Task directions: Go through the data below and return each line containing the word "negative".

Listed records:

= = =

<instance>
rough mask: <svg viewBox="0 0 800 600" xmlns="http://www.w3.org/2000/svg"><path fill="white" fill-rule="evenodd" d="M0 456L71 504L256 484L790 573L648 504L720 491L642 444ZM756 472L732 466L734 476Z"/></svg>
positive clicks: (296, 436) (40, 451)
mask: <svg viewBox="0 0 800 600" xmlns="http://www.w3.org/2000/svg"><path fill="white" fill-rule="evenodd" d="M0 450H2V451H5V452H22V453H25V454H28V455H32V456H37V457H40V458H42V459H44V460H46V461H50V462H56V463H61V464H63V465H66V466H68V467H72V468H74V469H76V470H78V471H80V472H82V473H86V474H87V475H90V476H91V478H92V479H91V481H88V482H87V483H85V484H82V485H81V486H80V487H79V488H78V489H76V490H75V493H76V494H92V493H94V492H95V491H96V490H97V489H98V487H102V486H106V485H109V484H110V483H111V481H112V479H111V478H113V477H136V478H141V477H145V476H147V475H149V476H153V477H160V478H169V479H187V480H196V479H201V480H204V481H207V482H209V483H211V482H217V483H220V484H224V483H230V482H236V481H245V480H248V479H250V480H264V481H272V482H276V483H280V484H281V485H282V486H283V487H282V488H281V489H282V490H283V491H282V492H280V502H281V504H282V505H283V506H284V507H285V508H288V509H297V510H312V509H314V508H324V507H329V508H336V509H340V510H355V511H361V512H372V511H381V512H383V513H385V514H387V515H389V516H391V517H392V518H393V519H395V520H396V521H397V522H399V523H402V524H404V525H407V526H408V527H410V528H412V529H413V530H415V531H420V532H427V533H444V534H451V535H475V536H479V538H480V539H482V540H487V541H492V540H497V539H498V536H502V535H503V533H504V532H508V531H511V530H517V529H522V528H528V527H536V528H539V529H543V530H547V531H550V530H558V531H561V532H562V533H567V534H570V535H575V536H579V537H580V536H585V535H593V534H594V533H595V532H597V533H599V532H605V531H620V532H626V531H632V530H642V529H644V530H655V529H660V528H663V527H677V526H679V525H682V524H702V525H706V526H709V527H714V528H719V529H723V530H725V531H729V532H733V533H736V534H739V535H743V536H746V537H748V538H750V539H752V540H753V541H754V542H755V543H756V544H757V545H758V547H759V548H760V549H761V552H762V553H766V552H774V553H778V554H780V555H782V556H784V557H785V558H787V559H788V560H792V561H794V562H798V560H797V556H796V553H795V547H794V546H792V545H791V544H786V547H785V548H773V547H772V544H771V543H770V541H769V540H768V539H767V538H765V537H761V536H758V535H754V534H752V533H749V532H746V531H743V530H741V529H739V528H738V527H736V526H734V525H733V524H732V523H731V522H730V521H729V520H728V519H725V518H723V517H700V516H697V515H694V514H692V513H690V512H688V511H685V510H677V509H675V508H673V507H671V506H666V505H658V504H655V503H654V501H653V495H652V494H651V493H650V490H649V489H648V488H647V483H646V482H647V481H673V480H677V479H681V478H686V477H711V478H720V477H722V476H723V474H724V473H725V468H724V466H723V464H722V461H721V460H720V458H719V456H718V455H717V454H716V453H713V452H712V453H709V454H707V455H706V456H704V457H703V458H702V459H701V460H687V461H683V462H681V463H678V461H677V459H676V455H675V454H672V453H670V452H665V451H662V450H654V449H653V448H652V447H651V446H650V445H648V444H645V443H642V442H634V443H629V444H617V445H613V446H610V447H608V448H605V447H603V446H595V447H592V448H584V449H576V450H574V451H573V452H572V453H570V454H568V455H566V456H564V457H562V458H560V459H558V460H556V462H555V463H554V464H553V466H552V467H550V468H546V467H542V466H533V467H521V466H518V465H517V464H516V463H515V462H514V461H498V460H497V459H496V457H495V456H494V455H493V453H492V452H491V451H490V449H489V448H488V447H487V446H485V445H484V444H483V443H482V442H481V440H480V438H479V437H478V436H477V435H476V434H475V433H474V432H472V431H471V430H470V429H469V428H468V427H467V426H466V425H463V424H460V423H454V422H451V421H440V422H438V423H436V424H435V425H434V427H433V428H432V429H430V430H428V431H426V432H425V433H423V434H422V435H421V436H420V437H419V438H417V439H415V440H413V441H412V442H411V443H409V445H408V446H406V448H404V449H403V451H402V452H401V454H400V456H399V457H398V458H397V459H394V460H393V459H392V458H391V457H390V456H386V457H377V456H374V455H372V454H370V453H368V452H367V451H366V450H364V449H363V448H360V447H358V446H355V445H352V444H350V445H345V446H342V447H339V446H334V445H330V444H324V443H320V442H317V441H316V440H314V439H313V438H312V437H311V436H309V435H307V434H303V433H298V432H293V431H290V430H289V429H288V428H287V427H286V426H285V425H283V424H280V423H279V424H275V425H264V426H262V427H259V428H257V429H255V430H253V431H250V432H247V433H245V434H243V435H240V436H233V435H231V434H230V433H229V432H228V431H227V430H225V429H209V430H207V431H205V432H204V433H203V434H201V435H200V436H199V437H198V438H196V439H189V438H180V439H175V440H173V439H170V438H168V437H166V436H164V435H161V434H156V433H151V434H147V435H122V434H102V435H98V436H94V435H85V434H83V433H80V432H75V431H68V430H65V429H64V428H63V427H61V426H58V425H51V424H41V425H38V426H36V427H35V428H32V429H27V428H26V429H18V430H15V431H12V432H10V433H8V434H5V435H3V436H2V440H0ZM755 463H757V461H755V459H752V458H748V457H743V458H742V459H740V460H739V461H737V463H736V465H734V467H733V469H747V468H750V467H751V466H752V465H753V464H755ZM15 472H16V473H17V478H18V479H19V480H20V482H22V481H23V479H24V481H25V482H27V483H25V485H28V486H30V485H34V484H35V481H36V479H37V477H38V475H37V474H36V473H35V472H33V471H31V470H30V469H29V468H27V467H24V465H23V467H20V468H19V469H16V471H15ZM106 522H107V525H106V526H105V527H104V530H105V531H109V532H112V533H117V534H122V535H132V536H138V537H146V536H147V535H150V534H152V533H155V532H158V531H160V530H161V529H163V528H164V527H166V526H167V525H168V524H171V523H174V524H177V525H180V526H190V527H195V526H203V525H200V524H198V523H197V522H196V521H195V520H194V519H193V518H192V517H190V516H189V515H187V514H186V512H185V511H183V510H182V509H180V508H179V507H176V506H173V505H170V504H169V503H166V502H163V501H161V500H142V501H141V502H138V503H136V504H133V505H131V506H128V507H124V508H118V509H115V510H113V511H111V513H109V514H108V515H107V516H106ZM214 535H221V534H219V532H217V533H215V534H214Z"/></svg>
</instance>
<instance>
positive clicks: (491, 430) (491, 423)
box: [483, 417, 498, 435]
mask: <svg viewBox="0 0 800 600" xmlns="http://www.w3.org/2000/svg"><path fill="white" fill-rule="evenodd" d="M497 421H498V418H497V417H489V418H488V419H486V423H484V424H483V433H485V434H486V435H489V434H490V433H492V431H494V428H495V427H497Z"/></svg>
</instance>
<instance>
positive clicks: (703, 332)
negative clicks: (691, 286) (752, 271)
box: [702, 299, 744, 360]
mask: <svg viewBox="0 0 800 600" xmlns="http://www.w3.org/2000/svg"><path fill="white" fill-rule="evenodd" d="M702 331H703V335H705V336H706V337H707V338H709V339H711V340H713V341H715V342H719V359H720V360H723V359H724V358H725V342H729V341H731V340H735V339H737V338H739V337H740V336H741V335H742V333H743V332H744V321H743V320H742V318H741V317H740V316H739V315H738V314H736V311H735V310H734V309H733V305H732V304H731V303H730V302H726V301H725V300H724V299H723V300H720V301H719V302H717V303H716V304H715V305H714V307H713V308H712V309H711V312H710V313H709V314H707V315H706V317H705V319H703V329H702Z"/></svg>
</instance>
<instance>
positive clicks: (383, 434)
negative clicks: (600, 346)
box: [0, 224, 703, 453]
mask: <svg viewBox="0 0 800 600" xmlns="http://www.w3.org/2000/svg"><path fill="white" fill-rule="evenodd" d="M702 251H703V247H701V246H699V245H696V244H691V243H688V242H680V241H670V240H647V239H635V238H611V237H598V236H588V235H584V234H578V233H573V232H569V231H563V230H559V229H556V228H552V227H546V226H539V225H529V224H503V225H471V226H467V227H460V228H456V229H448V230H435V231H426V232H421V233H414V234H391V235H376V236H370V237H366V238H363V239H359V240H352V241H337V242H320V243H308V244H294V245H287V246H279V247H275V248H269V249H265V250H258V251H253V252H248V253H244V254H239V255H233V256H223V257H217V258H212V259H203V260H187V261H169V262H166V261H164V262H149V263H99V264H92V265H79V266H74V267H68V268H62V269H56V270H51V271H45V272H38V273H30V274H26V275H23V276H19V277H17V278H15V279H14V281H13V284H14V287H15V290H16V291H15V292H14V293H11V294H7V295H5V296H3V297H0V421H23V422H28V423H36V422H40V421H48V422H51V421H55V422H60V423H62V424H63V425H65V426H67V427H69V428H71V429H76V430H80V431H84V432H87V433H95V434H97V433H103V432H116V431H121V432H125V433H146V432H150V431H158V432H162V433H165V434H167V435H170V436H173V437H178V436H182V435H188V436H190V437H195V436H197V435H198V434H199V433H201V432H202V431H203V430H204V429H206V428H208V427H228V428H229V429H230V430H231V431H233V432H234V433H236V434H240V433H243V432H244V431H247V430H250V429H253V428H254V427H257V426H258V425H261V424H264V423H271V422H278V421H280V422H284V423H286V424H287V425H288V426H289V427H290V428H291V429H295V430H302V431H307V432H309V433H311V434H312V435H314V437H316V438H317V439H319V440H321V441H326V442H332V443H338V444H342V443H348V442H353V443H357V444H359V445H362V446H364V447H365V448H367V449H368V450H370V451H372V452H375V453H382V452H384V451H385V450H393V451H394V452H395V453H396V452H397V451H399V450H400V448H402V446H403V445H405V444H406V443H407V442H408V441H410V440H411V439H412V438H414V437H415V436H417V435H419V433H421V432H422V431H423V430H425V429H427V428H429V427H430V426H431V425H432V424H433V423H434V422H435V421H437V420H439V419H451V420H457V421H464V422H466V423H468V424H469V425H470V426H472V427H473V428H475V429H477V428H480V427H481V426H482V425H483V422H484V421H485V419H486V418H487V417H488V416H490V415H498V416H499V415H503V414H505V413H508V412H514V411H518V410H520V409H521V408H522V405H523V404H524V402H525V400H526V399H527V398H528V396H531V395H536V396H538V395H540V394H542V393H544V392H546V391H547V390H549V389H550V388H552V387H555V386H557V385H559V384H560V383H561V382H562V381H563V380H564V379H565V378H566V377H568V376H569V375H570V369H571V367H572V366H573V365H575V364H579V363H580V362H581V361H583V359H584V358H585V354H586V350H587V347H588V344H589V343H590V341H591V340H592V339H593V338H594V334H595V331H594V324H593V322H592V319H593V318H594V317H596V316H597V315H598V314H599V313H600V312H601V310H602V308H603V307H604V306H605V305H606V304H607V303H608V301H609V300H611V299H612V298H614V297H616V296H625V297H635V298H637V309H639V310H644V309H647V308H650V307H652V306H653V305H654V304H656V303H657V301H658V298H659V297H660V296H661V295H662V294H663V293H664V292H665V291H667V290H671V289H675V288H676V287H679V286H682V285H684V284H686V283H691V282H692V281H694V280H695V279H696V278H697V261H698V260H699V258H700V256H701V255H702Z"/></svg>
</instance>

= = =

Solved problem:
negative clicks: (691, 286) (752, 271)
negative clicks: (600, 346)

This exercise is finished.